*To do*
Exactly as written and without the pictures, output the entries below.

*Supplied data*
::::::

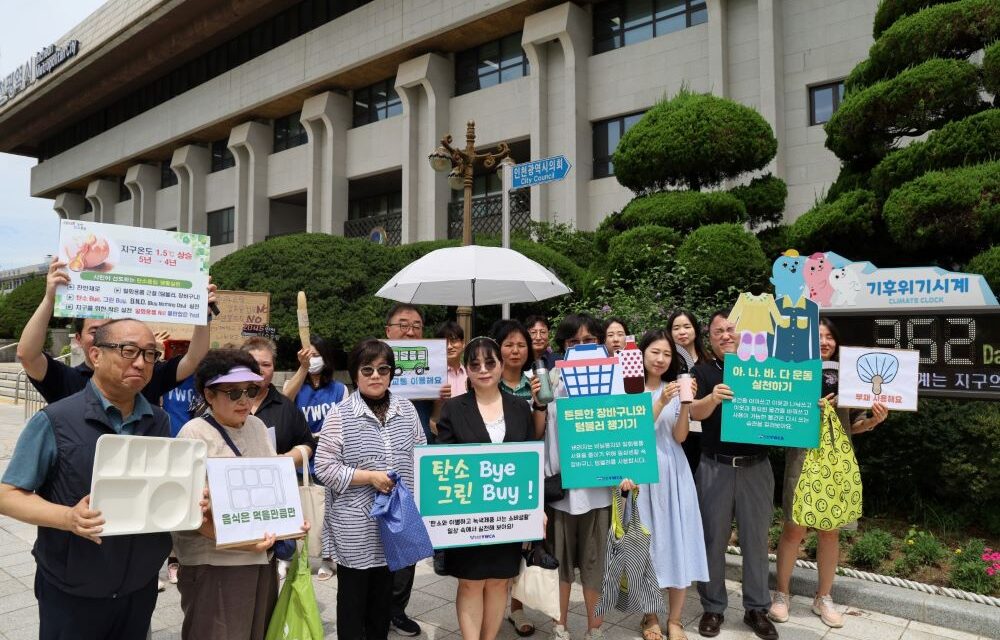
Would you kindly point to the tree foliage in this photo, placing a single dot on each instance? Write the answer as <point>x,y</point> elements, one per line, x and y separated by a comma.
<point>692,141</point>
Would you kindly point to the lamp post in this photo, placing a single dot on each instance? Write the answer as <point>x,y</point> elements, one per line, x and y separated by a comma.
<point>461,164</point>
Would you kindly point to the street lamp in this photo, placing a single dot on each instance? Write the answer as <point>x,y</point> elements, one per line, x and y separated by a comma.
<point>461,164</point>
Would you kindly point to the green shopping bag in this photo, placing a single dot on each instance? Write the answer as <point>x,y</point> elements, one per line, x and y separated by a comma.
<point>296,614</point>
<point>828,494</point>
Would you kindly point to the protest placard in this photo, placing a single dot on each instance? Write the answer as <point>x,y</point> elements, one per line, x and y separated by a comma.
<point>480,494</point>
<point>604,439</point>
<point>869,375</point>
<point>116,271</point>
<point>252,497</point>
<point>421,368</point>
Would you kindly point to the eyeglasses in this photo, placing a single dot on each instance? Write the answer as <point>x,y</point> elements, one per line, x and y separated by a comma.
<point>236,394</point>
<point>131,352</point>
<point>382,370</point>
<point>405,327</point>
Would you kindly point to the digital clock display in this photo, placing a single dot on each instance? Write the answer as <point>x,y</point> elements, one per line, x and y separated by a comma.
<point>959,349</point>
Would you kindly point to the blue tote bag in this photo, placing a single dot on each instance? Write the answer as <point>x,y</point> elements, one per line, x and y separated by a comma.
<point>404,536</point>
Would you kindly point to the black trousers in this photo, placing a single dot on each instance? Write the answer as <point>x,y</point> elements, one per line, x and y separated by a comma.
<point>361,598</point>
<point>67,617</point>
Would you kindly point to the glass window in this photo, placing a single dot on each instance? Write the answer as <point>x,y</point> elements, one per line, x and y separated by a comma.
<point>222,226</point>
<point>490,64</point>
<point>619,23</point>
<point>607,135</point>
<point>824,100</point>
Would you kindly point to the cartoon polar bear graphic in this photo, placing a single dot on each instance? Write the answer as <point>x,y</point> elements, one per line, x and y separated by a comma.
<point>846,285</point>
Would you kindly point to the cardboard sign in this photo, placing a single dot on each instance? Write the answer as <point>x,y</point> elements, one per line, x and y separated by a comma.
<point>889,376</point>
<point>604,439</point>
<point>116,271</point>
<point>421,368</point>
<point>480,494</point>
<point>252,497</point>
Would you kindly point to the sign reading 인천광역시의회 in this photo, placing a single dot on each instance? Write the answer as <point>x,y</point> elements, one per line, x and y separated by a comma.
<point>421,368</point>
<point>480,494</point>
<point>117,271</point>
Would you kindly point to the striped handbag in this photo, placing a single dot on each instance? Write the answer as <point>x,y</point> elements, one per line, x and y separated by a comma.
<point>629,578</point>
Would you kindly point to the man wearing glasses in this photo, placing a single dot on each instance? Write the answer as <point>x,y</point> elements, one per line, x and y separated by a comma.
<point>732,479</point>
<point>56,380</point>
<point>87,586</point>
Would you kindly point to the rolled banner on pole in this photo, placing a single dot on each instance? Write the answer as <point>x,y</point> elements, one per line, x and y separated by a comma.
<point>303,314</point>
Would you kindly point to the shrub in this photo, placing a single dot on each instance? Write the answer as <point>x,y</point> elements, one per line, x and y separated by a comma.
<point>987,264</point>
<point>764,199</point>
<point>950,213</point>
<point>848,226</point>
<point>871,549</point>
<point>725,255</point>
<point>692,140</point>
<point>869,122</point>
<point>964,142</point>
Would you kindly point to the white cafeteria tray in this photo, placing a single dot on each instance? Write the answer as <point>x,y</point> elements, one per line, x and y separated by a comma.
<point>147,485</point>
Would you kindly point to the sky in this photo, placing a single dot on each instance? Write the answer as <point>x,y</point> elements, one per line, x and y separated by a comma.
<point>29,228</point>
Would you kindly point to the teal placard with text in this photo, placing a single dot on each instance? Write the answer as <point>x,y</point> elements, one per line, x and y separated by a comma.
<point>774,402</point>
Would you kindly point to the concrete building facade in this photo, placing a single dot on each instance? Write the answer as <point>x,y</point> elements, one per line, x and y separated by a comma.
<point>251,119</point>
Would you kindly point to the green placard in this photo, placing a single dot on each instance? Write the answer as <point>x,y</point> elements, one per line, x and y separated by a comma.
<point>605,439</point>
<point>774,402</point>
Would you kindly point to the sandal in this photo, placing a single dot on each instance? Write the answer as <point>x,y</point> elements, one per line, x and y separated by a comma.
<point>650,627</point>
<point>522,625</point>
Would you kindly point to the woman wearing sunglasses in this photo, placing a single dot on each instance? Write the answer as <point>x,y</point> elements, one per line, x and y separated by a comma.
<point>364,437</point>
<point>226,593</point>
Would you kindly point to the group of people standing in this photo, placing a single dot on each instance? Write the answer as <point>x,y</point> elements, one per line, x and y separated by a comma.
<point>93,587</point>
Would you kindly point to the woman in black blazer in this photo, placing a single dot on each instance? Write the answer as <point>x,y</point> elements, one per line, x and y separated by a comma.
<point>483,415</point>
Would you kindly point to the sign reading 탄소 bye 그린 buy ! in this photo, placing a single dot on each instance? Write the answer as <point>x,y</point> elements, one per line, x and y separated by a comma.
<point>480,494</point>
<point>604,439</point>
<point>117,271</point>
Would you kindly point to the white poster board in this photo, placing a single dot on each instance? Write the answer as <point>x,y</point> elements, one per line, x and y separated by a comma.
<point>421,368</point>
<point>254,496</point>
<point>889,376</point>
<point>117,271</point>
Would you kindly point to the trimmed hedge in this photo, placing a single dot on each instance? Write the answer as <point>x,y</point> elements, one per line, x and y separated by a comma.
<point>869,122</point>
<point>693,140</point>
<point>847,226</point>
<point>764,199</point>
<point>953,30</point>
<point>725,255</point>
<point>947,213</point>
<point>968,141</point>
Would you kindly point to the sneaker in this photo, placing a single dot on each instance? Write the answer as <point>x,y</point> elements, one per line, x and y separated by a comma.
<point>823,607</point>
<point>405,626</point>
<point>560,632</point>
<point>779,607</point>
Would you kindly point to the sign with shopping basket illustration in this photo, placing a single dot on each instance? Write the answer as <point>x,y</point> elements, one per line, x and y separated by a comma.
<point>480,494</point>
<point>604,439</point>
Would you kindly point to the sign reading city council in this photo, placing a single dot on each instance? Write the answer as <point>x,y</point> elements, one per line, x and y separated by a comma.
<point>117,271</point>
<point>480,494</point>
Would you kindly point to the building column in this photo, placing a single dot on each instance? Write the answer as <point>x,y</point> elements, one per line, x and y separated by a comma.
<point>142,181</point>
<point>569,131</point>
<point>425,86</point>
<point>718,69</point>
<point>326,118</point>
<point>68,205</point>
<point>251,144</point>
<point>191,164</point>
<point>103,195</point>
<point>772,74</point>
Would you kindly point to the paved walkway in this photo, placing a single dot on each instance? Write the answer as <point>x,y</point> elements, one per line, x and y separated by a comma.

::::::

*Finished exercise*
Would you kindly point to the tree foliage in this photo, placing a single dot on each instance? Write the answer as <point>x,y</point> elements, one per line, x and y separated by a comma.
<point>692,141</point>
Would you kindly point to the lamp post in this photo, placing a single dot on each instance? Write the answer as <point>x,y</point> elements, one per line, x and y separated by a comma.
<point>461,164</point>
Would you kindly point to the street lamp in this photo, placing a single dot on each instance? Write the answer as <point>x,y</point> elements, one per line, x and y separated by a comma.
<point>461,164</point>
Would you kindly point to the green shopping bag in this photo, placing a single dot on each instance? Write the answer as <point>x,y</point> elements, one per line, x and y separated by a comma.
<point>296,614</point>
<point>828,494</point>
Would you kindly point to the protest placard in this photo, placing a single dot on each instance? Write the answer as <point>x,y</point> elements, one per line, x and y separated by a comma.
<point>480,494</point>
<point>604,439</point>
<point>869,375</point>
<point>116,271</point>
<point>252,497</point>
<point>421,368</point>
Would you kindly point to the eyeglasses in this photo, placing a single dot on each instance? Write the answer as <point>x,y</point> elements, one per line, x and y separated by a comma.
<point>236,394</point>
<point>131,352</point>
<point>382,370</point>
<point>405,327</point>
Would you kindly point to the digital clock display in this photo, placing a single dot on each instance? Write the answer as <point>x,y</point> elements, one per line, x and y separated by a comma.
<point>959,349</point>
Would you kindly point to the blue tote bag in this photo, placing a single dot on each instance? Write the answer as <point>x,y</point> elements, one per line, x and y separated by a comma.
<point>404,536</point>
Would you kindly point to the black trousers in this photo, placing a single dot on each instance? Write the answer as <point>x,y</point> elements, one per line, x and y separated by a comma.
<point>361,598</point>
<point>67,617</point>
Would you kindly point to the glass window in this photo, placing a single dot on each instance? Write the answer as <point>x,y</point> elements, one per line, x and y separated by a comma.
<point>222,226</point>
<point>490,64</point>
<point>619,23</point>
<point>607,135</point>
<point>824,100</point>
Would you kindly point to the cartoon polar bear graphic in this photo, placing a single dot on each instance? Write the answer as <point>x,y</point> elements, one per line, x and y separated by a comma.
<point>846,285</point>
Would you kindly point to the cardboard sign in this photo, placing a single dot on each instance? Write the answer as <point>x,y</point> elements, one per line, x and y separated by a comma.
<point>889,376</point>
<point>604,439</point>
<point>116,271</point>
<point>421,368</point>
<point>480,494</point>
<point>252,497</point>
Would you kindly point to the sign reading 인천광역시의회 in this photo, placing a single dot on each instance? Write the answer as <point>x,y</point> elements, one per line, x and y separated by a comma.
<point>421,368</point>
<point>480,494</point>
<point>117,271</point>
Would you kindly point to the striped handbag in this photo, placing a single dot on each instance? Write the answer as <point>x,y</point> elements, one per line, x and y separated by a comma.
<point>629,578</point>
Would you kindly point to the man wearing glasses in this photo, placing a single dot on each instance? Write the answer as <point>x,y</point> elements, one per line, x and y separated by a comma.
<point>732,479</point>
<point>56,380</point>
<point>87,586</point>
Would you kindly point to the rolled banner on pole in this photo, placing a single dot on each instance? Write the answer as <point>x,y</point> elements, one per line, x and y separated by a comma.
<point>303,314</point>
Would you kindly point to the shrub in this photo, placing a single dot on each instance? Write the answer as <point>x,y</point> elements, one per line, x and y separated by a comma.
<point>987,264</point>
<point>764,199</point>
<point>950,213</point>
<point>848,226</point>
<point>871,549</point>
<point>725,255</point>
<point>692,140</point>
<point>869,122</point>
<point>964,142</point>
Would you kindly point to the white cafeteria tray in this photo, placing a single dot on each instance? Write the answer as <point>x,y</point> elements, one per line, x and y separated by a comma.
<point>147,485</point>
Would you kindly point to the sky in this photo, placing a single dot on each instance? Write the answer as <point>x,y</point> elements, one per line, x and y separated by a comma.
<point>29,228</point>
Would you kindly point to the teal placard with text in this photo, placing a single dot on each instance? Write the answer as <point>x,y</point> elements, one per line, x and y separated by a comma.
<point>774,402</point>
Would you kindly point to the concrete building facade in this photo, placing a single dot on each instance? Write the answer as <point>x,y</point> elements, one per line, x and y separated by a comma.
<point>251,119</point>
Would you kindly point to the green placard in this photo, placing a single dot on each instance? Write the answer as <point>x,y</point> elements, one per line, x and y separated by a comma.
<point>605,439</point>
<point>774,402</point>
Would you kindly point to the sandal in this photo, placing a single dot on each instance? Write the answer as <point>x,y</point> elements, one per line, x and y separated by a comma.
<point>650,627</point>
<point>522,625</point>
Would you kindly point to the woman wearing sunglasses in this photo, placing a single dot on each instance? Write the answer as <point>x,y</point> elements, one per line, x and y separated by a comma.
<point>364,437</point>
<point>226,593</point>
Would you kindly point to the group of people standing in this photo, placing a single dot on each instance? Write the answer as <point>x,y</point> elements, one per line, x and y separated by a comma.
<point>93,587</point>
Would you kindly point to the woman in black blazer in this photo, placing a single dot on each instance? Write the answer as <point>x,y</point> elements, one per line, x and y separated by a comma.
<point>483,415</point>
Would you kindly point to the sign reading 탄소 bye 그린 buy ! in this photo, placing a single dot on each instance? Write the answer as <point>x,y</point> elements, one per line, x and y separated by a comma.
<point>480,494</point>
<point>604,439</point>
<point>117,271</point>
Would you kindly point to the white poster board in this photo, placing a single dot on each instance? Write the answer as <point>x,y</point> elements, one per line, x and y separated by a comma.
<point>421,368</point>
<point>254,496</point>
<point>889,376</point>
<point>117,271</point>
Would you kindly point to the trimmed hedge in this photo, placing a single dot on each instance? Write the answer as <point>x,y</point> elements, one per line, x and y separated by a comma.
<point>869,122</point>
<point>693,140</point>
<point>847,226</point>
<point>764,199</point>
<point>953,30</point>
<point>725,255</point>
<point>947,213</point>
<point>968,141</point>
Would you kindly point to the sneaker in this photo, placing a single dot on each instance? Write the answer as <point>x,y</point> elements, one per line, x and y separated by a comma.
<point>823,607</point>
<point>405,626</point>
<point>560,632</point>
<point>779,607</point>
Would you kindly point to the sign with shopping basket illustration in this photo, placing a single dot on each instance? Write the answer as <point>x,y</point> elements, one per line, x and y separated by a comma.
<point>480,494</point>
<point>604,439</point>
Would you kindly point to the sign reading city council in this photo, placing a single dot on each instance? Write the answer as <point>x,y</point> elements, one per line, x and y separated by a comma.
<point>117,271</point>
<point>480,494</point>
Would you kindly point to the building column in this photo, placing a single dot on each instance? Write the answer as <point>x,y</point> elements, one per line, x and y separated by a comma.
<point>142,181</point>
<point>569,131</point>
<point>425,86</point>
<point>718,69</point>
<point>326,118</point>
<point>68,205</point>
<point>251,144</point>
<point>191,164</point>
<point>103,195</point>
<point>772,74</point>
Would you kindly point to the paved walkway in this photo, placing a single dot on each instance? Write the answer as <point>x,y</point> elements, one per line, x and y separated by a comma.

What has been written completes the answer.